Can you repeat, word for word, the lines of the records below, from the line with "The service MUST place one dot on the window, one" through the line with "x=110, y=190", including both of those lines?

* * *

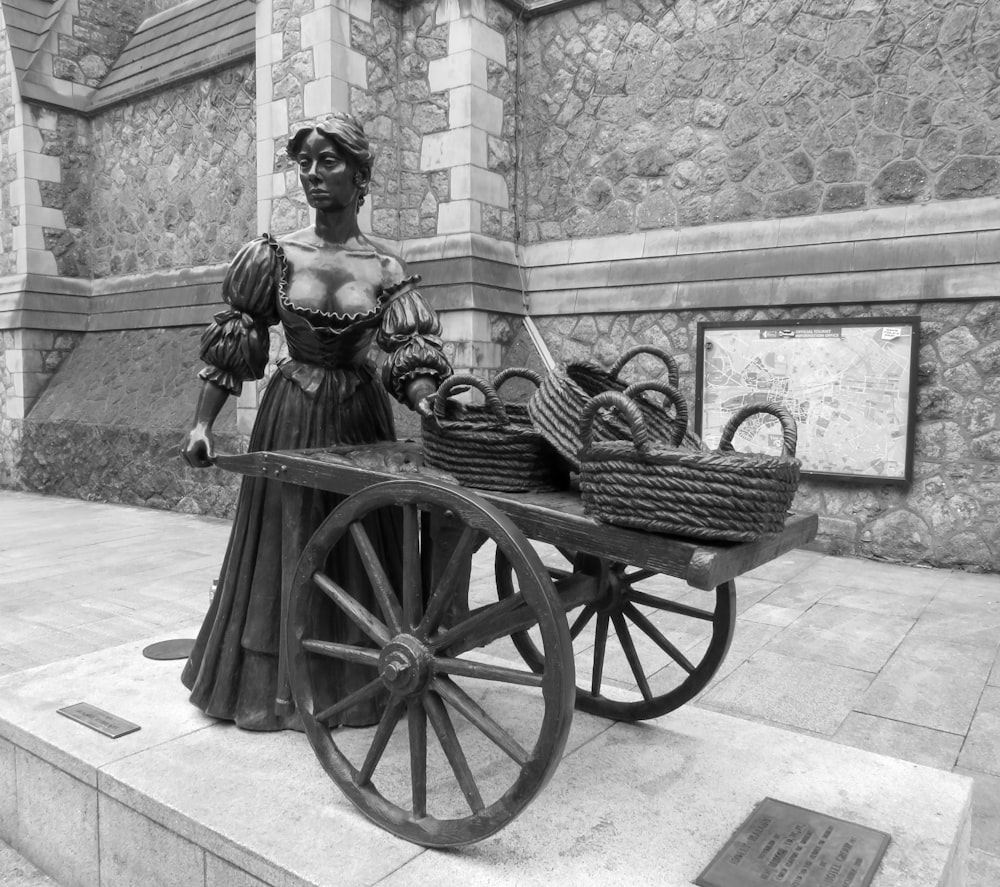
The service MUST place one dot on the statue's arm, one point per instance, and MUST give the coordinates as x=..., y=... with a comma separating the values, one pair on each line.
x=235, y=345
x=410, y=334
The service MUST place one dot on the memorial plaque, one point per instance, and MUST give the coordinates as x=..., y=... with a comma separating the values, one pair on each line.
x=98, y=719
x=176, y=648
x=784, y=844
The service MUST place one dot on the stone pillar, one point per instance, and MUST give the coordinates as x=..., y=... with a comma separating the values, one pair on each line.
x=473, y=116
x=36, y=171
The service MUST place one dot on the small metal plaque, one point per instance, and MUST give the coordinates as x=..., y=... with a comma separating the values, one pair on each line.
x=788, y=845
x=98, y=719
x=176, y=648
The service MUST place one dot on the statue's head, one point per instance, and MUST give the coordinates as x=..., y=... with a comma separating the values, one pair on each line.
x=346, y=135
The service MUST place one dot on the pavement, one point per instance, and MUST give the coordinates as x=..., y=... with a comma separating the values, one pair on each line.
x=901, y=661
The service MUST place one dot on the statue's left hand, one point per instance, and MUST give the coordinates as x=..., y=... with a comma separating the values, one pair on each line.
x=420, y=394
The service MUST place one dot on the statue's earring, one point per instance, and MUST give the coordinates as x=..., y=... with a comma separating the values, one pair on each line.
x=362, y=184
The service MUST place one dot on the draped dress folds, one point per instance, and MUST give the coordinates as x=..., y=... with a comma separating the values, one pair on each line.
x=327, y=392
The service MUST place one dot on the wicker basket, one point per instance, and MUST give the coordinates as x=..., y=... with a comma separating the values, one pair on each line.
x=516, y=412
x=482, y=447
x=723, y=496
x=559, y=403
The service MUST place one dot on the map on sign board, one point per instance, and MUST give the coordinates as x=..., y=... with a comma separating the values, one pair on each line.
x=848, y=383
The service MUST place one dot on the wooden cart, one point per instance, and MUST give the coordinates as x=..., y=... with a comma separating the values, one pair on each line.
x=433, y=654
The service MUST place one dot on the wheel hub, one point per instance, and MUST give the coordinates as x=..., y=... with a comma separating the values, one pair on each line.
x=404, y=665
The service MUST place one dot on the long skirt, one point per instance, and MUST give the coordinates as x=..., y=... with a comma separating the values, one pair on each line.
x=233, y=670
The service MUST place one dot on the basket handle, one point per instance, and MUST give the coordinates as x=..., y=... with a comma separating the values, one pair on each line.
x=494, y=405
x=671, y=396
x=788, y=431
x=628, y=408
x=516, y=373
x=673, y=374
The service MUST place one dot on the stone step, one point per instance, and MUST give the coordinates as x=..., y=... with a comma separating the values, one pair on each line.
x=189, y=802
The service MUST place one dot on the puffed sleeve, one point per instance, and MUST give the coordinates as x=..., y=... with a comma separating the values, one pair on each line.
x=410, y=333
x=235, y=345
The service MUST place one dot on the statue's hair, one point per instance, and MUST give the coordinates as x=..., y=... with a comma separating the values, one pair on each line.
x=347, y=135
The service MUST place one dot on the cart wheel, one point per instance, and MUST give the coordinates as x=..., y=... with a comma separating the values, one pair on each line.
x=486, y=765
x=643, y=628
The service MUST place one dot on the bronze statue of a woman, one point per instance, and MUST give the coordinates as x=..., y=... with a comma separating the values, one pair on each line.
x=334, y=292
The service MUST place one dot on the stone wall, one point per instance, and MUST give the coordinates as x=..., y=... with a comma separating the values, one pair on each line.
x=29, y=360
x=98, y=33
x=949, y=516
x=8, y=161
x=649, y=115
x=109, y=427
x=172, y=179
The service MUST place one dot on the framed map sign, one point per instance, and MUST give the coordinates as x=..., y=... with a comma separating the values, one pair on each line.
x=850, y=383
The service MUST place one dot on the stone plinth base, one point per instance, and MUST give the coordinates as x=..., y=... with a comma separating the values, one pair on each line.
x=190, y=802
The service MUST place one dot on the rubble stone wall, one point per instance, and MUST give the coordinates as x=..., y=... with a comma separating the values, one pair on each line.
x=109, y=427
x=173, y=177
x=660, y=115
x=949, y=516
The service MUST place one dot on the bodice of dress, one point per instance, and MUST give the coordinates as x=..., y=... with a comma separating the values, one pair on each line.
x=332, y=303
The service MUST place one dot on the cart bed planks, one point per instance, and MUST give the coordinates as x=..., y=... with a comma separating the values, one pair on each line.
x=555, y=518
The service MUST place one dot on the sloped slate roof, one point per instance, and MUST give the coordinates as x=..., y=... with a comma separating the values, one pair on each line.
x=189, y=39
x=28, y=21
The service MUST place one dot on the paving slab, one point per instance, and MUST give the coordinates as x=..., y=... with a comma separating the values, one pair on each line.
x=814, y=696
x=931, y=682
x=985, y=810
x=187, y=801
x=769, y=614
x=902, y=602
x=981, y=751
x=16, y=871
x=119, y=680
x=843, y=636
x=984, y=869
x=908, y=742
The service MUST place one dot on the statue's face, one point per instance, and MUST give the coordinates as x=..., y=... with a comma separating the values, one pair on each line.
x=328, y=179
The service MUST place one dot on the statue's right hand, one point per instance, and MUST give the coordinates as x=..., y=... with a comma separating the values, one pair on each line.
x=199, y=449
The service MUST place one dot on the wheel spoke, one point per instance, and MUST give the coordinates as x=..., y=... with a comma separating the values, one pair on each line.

* * *

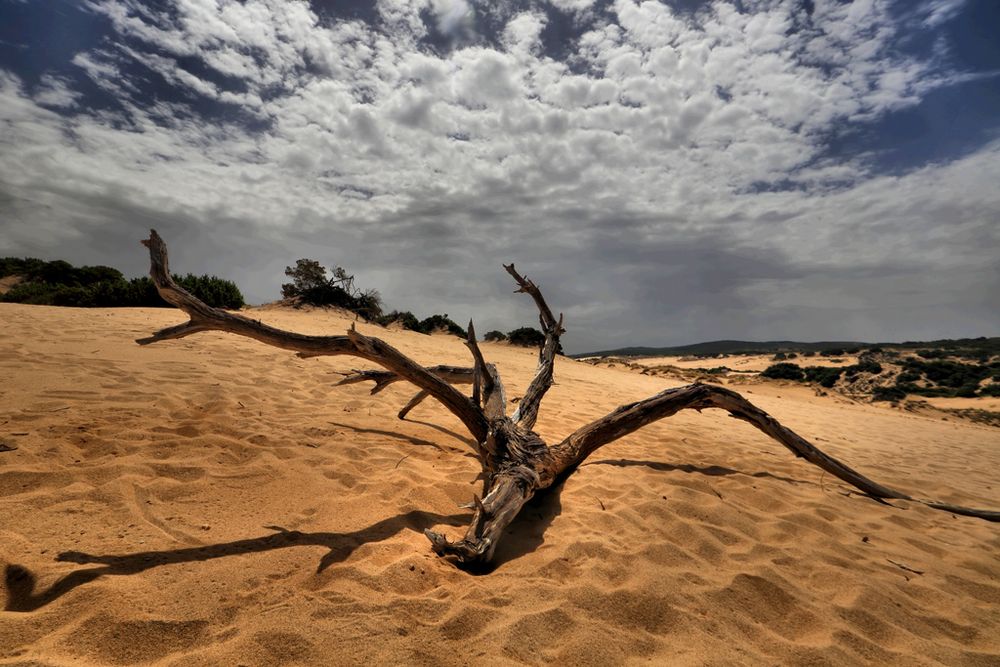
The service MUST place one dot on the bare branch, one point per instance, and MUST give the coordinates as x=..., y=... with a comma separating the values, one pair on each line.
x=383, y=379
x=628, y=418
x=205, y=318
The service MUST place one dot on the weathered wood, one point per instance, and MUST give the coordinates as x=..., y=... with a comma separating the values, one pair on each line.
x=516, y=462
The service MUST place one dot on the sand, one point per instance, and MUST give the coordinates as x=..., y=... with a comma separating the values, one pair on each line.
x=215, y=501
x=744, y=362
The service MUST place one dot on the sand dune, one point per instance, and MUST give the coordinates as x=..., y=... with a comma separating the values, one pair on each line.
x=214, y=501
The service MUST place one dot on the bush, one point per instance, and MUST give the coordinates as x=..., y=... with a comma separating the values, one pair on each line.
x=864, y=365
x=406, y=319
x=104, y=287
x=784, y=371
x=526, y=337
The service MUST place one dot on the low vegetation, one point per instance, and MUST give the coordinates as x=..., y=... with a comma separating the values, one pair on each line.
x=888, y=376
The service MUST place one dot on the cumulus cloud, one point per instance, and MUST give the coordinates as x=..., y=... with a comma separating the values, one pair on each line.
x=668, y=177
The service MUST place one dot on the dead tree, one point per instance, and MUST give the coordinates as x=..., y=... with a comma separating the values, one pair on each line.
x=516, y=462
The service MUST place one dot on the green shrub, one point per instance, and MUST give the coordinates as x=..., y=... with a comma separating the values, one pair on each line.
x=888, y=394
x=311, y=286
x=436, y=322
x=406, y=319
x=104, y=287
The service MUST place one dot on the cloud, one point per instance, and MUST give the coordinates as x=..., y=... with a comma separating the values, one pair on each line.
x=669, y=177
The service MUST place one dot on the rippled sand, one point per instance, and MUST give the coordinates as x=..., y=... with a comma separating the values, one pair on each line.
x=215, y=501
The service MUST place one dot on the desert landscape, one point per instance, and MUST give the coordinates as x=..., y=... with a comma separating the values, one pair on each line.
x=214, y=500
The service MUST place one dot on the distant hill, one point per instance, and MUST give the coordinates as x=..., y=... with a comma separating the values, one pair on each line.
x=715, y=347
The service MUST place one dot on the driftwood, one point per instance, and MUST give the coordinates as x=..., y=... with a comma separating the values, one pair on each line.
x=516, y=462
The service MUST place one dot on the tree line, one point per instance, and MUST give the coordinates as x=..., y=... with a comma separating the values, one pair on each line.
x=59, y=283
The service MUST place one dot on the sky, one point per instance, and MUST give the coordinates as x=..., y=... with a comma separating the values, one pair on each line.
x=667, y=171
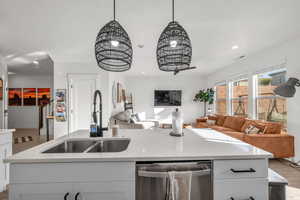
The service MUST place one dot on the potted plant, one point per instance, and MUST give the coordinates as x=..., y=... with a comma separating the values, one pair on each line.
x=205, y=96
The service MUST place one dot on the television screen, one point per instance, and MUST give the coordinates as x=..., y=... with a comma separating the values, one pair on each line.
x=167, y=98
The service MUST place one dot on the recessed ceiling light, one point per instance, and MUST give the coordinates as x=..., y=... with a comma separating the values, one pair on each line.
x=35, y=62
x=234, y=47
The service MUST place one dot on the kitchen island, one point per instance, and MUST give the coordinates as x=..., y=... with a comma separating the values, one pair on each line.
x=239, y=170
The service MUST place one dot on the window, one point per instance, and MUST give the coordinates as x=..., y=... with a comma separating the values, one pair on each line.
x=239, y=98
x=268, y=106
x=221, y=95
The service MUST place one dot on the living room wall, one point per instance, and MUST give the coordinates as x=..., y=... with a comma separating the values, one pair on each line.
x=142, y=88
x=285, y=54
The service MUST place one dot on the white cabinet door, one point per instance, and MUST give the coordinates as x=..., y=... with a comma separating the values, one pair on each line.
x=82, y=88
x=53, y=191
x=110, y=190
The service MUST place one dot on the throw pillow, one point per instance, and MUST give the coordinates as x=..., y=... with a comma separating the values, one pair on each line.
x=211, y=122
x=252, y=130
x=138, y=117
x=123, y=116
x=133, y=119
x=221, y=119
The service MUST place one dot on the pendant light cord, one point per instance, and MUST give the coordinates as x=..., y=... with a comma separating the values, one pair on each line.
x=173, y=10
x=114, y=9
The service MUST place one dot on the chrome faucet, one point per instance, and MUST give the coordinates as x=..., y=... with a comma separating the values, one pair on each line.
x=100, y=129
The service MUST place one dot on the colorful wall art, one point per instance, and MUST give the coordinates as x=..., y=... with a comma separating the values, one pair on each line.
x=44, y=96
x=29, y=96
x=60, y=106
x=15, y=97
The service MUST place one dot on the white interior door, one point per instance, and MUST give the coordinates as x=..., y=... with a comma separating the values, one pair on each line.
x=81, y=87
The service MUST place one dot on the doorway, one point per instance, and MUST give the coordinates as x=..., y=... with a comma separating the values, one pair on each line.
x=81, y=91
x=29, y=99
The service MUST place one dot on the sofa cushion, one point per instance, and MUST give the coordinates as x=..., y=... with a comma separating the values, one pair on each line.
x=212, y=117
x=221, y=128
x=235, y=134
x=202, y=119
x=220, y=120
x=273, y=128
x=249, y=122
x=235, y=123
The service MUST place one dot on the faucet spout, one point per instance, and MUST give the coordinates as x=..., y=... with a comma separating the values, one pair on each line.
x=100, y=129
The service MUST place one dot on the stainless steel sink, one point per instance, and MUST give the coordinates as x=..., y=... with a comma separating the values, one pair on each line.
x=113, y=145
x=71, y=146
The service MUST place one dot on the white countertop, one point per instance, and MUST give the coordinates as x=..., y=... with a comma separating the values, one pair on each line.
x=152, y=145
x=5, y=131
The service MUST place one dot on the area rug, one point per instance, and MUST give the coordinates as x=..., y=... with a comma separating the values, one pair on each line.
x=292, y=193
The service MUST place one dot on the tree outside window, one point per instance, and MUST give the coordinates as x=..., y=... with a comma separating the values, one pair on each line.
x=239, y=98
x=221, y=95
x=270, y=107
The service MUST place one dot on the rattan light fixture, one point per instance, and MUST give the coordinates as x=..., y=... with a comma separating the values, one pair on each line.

* * *

■ RESPONSE TO THE TASK
The service MUST place one dot on the window, one point per instance, and MUST give the coordinates as x=..., y=... with a comma separating the values, one pair on each line.
x=239, y=98
x=268, y=106
x=221, y=95
The service MUST place one dot on the living room wall, one point per instance, and MUST give the coordinates as x=..., y=... with a comma separating the values, one pair on each line.
x=142, y=88
x=285, y=54
The service MUST place one dot on the white cabinet door, one point per instance, and MUST give the coordinates as x=..., y=... with a comma separating the values, one pair on each line.
x=82, y=88
x=53, y=191
x=110, y=190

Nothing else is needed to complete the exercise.